Records for this exercise:

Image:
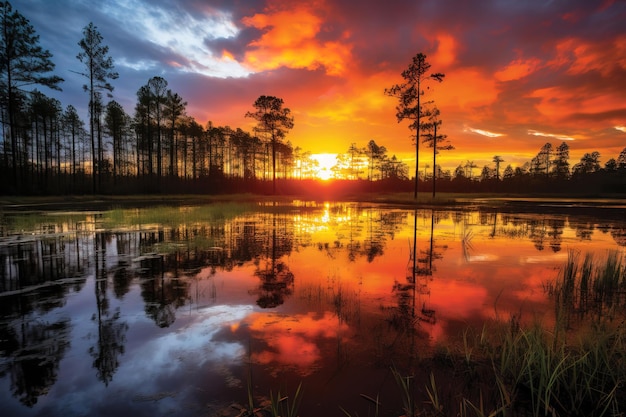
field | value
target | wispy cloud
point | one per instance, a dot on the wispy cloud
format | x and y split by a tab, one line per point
483	132
550	135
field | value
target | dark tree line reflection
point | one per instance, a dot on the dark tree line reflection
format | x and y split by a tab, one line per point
41	267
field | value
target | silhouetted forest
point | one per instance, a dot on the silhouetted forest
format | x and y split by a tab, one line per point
47	149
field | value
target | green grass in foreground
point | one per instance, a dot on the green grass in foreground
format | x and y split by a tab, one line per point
506	369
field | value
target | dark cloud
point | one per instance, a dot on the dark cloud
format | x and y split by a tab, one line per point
556	66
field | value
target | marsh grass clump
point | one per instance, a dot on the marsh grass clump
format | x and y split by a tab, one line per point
591	286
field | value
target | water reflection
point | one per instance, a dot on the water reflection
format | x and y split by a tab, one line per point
315	291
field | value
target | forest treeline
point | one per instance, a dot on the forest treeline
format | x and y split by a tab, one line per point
48	149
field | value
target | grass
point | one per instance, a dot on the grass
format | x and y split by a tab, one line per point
573	367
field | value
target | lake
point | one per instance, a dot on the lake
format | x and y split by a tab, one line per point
185	310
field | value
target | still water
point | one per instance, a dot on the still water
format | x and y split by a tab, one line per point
179	310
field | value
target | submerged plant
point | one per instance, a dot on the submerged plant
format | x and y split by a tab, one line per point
280	406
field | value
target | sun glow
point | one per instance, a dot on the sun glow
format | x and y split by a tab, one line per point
326	162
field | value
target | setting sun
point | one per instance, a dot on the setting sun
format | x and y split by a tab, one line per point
326	161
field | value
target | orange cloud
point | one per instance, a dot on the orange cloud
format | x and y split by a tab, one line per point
290	40
582	56
445	54
517	69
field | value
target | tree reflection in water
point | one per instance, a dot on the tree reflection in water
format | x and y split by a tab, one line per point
276	278
339	301
111	334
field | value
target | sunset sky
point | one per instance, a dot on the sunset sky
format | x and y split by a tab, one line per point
518	73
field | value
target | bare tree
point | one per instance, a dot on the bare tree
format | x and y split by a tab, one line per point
99	69
275	121
409	95
498	160
23	62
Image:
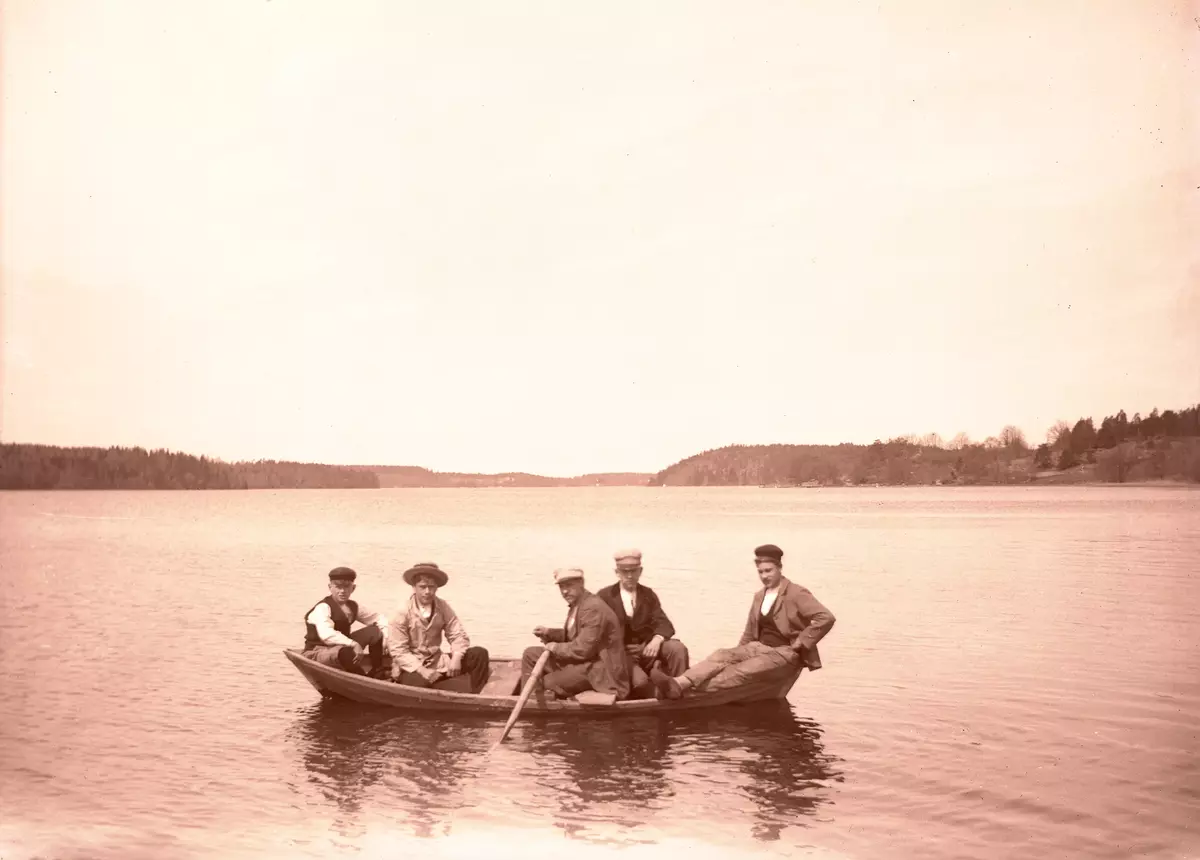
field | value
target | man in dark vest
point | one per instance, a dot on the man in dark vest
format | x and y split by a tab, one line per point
328	637
648	631
781	632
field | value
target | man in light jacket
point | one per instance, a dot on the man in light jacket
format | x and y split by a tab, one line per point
415	639
781	632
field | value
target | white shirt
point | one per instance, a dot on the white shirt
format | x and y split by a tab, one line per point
322	618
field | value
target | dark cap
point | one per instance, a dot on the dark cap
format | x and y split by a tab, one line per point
426	569
769	552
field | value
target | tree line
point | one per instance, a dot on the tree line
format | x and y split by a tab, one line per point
49	467
1161	445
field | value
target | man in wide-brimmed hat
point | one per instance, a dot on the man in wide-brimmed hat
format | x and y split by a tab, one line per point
415	638
783	630
328	636
587	653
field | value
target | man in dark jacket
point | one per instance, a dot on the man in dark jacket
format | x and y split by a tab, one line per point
587	653
781	632
648	631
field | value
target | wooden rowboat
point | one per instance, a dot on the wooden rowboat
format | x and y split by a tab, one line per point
499	695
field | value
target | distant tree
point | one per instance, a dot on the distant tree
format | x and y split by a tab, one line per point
1083	435
1013	439
1059	435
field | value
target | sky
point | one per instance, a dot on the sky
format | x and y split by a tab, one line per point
577	238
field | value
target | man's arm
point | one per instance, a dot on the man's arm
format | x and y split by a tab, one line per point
322	618
403	657
456	635
376	618
586	644
817	619
659	620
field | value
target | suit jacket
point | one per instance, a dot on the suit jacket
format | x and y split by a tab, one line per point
597	641
648	620
798	615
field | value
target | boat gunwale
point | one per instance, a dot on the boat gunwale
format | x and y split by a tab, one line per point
477	703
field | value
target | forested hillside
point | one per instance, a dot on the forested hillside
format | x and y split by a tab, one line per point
1141	449
48	467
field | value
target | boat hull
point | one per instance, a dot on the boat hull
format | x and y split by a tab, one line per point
497	699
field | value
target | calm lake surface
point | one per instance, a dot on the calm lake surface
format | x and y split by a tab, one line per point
1012	669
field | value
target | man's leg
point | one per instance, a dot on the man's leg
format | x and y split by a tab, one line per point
673	657
337	656
762	663
568	680
475	665
640	684
371	638
529	659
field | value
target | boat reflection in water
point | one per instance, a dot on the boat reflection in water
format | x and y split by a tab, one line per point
613	781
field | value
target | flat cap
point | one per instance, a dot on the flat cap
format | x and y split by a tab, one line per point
769	552
628	558
426	569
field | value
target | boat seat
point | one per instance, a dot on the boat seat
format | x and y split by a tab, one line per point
504	680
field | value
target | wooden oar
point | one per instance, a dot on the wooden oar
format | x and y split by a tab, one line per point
525	695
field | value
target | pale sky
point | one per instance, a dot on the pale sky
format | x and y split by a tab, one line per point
571	238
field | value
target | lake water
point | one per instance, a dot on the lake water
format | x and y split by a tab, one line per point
1012	669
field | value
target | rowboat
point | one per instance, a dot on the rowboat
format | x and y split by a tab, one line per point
499	695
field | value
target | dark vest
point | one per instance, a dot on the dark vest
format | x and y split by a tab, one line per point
768	633
341	620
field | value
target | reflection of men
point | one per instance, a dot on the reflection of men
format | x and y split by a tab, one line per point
415	642
647	627
587	653
328	637
785	624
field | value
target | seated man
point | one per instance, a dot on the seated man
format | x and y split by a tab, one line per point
587	653
328	637
647	629
415	639
785	624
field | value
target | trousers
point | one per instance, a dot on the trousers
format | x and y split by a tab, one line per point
733	667
475	671
343	657
672	659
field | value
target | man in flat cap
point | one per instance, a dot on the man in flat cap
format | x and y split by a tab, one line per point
648	632
328	637
587	653
415	639
783	630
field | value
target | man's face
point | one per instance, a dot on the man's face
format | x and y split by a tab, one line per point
425	590
571	589
769	572
629	576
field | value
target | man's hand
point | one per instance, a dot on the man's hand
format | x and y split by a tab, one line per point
429	674
652	648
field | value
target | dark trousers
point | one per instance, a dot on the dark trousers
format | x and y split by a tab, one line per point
672	659
475	669
562	679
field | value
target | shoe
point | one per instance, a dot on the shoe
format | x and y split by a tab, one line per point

Try it:
Once you have returned the line containing "target | setting sun", stop; begin at the first line of the material, keep each line exact, and skip the pictures.

Task response:
Image:
field | value
target | wispy cloud
point | one per instance, a dot on the wispy cloud
format | x and y split by a tab, one line per point
483	132
550	135
field | value
target | dark tree line reflection
point | one per instance, a dot on the dark tree line reflection
format | x and y split by a tab, one line per point
41	267
field | value
target | silhouetted forest
point | one per instance, a dot on the silhouetted forest
format | x and y split by a tab, one line per point
47	149
field | value
target | green grass in foreground
point | one per instance, a dot on the green grass in foreground
format | x and y split by a tab, one line per point
506	369
field | value
target | dark cloud
point | one per instance, a dot on the dark cloud
format | x and y split by a tab, one line per point
556	66
field | value
target | marsh grass clump
point | one per instance, a dot on the marsh grass clump
format | x and y split by a tab, one line per point
591	286
field | value
target | water reflection
point | one per instance, a dot on the water reflection
format | x and y split by a tab, one line per point
315	291
field | value
target | forest treeline
point | one per instance, a dot on the forest treeline
format | x and y split by a tab, one line per point
48	149
field | value
target | grass
point | one per instance, a dot on the grass
format | x and y split by a tab, one line per point
573	367
field | value
target | lake
point | one per instance, a dot on the lake
format | x and y split by a tab, one line per point
185	310
field | value
target | still water
point | one per instance, a dot on the still water
format | x and y split by a tab, one line per point
179	310
field | value
target | submerged plant
point | one per instance, a dot on the submerged plant
format | x and y split by a tab, one line per point
280	406
field | value
target | sun glow
point | one per instance, a dot on the sun glow
format | x and y split by a tab, one line per point
326	162
field | value
target | setting sun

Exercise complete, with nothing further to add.